Task directions:
Whenever a line of the entries below holds the string "glove", copy that line and return it.

Input START

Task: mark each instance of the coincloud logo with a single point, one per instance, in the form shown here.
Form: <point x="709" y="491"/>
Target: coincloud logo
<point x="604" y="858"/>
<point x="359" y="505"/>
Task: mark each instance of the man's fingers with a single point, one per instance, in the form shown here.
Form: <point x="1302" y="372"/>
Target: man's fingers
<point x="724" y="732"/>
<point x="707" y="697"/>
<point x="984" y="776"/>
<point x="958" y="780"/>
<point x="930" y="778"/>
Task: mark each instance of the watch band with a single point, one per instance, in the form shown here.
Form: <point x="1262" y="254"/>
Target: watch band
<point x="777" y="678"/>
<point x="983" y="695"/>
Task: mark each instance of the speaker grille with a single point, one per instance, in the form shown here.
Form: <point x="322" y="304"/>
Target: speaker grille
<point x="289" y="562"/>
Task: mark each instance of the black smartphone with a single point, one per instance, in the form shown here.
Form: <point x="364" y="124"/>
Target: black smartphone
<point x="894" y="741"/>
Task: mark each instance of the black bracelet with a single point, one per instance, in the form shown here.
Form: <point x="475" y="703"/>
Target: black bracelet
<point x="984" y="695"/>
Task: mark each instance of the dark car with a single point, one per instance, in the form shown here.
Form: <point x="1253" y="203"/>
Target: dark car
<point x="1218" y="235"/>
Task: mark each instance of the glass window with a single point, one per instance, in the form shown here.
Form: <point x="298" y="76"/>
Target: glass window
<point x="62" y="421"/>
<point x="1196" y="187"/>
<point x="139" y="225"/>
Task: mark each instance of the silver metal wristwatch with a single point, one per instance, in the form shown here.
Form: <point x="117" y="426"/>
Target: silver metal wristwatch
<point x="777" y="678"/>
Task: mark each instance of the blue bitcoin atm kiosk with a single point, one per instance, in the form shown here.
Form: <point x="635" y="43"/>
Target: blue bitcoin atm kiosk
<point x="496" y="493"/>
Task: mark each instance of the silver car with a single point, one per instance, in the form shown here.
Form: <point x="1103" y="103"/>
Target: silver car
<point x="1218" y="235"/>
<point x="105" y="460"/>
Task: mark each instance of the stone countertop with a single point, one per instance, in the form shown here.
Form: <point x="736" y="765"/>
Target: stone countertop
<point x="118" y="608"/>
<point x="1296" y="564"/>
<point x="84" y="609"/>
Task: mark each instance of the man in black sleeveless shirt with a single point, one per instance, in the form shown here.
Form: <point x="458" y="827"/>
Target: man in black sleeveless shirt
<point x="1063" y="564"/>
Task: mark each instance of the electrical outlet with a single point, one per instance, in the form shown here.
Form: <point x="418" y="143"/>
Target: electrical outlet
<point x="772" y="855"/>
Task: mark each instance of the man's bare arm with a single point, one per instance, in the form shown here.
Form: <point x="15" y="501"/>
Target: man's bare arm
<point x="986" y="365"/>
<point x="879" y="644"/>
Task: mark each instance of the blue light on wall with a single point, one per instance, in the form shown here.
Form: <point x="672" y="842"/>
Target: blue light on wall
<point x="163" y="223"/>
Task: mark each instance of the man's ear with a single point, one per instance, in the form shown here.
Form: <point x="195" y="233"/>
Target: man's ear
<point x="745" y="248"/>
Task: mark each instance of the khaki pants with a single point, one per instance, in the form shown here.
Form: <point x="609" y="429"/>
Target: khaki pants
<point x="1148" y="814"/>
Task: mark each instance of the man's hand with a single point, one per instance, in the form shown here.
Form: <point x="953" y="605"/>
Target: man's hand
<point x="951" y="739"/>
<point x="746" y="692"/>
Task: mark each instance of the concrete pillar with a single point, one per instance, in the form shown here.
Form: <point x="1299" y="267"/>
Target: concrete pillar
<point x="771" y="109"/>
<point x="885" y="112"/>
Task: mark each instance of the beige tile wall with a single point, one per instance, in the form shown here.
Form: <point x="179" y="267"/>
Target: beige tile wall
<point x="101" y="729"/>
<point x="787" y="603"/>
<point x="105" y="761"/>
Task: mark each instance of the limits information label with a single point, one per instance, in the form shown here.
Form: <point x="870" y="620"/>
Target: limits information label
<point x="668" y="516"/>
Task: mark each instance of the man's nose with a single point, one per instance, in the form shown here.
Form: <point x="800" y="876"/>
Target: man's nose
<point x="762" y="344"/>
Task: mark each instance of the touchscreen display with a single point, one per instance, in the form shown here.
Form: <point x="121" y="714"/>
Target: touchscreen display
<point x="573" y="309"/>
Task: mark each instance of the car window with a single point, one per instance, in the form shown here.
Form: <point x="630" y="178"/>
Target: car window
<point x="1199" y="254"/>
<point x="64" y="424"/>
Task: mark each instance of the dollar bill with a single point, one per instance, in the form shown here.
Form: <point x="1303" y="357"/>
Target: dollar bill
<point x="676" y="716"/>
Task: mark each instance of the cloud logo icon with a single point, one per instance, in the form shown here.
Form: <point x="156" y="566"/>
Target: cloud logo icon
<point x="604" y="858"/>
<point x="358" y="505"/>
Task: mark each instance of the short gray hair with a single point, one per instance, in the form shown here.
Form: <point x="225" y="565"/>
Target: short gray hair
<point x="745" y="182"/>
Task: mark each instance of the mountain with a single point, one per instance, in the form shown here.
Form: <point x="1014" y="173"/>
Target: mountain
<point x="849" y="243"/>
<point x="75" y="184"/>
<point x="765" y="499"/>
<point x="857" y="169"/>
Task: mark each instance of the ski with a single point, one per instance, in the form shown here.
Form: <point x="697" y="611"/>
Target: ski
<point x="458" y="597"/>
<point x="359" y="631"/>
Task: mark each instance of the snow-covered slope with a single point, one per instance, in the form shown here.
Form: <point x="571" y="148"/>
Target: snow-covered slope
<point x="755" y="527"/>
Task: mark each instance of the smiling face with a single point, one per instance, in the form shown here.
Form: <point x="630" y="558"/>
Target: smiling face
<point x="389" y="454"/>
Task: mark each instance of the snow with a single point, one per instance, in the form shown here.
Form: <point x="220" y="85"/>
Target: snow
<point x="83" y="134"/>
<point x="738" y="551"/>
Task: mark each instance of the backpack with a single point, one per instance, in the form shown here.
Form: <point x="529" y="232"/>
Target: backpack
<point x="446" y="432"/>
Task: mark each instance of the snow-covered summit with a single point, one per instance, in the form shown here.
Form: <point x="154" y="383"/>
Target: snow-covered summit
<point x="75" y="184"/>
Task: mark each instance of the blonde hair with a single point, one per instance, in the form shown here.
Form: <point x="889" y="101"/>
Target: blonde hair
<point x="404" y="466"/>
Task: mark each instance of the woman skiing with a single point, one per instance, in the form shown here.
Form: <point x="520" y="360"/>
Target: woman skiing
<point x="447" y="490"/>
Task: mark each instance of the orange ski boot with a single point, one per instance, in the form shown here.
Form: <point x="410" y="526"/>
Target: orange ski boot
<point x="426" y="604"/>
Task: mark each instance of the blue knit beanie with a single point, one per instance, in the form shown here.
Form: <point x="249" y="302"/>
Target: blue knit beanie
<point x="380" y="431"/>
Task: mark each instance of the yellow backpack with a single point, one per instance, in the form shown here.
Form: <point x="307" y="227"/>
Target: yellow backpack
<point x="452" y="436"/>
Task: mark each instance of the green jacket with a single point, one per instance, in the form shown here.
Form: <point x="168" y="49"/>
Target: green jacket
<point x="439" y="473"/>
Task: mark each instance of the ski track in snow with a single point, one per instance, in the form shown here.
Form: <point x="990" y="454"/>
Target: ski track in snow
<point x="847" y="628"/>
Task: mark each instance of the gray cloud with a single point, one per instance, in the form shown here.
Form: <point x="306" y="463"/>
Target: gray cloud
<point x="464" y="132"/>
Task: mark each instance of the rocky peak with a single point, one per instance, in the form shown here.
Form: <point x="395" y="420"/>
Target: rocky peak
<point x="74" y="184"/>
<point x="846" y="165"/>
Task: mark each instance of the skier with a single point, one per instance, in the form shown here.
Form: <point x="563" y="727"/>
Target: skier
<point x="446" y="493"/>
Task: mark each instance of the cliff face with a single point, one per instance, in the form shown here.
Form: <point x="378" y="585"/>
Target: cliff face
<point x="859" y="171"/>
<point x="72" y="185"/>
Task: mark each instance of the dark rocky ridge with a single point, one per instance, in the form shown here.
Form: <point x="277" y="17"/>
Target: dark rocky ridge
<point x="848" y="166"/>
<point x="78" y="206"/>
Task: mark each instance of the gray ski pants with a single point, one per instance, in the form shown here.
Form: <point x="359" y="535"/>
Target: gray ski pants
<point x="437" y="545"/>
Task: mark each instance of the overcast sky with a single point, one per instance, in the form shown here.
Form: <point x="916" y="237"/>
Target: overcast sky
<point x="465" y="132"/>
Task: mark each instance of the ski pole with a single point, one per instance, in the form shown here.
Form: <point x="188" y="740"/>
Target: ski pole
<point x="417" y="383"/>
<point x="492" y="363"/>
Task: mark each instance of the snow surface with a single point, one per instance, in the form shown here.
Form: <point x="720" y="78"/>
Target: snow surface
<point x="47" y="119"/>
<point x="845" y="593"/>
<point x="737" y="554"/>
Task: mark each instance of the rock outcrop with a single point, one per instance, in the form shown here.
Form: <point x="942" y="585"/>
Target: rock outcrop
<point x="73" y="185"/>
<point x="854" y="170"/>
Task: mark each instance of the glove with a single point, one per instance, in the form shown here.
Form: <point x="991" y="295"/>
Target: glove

Input END

Solved problem:
Task: mark each instance of the glove with a single point, one per instance, in the form shown here.
Target: glove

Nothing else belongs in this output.